- **GIVEN EXERCISE**: How many lines of the records contain the string "query"? Reply with the number alone.

- **Position annotation records**:
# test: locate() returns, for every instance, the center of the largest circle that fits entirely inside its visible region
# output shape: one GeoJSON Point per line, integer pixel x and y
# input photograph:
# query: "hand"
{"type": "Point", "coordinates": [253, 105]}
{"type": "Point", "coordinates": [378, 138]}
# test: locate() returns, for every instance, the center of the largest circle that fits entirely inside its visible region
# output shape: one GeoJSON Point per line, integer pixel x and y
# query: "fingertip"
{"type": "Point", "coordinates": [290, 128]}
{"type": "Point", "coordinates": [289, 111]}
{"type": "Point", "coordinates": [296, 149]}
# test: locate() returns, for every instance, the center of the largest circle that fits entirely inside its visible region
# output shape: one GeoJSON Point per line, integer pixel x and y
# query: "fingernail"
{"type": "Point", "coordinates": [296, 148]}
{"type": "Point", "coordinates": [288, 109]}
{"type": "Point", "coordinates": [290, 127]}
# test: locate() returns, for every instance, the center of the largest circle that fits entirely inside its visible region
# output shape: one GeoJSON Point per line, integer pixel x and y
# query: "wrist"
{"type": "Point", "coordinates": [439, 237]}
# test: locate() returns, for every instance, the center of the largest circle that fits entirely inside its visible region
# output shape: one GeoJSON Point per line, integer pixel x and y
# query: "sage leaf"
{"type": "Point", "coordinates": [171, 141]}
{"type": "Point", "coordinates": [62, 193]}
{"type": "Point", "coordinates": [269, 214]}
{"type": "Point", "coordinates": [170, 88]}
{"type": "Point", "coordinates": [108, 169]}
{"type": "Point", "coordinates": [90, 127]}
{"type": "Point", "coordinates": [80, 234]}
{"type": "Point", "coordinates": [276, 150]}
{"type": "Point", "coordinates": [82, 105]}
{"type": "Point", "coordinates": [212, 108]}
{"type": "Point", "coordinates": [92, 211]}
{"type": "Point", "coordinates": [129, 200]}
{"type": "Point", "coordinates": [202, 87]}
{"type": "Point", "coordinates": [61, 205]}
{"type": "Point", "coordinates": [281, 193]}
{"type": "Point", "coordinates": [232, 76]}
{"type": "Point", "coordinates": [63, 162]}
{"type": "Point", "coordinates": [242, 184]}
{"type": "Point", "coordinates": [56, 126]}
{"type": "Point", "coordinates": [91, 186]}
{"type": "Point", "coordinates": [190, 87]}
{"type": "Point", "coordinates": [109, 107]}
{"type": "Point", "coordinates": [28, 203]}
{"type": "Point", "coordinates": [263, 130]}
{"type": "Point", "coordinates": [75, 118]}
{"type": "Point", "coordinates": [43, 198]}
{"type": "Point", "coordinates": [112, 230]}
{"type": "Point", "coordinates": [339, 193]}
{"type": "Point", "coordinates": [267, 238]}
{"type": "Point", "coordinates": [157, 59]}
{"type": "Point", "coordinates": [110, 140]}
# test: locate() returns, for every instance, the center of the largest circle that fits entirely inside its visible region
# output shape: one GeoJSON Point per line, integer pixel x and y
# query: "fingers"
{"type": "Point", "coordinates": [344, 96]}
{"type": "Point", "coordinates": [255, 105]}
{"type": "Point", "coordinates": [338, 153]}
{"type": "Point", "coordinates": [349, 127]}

- **SOLUTION BELOW**: 6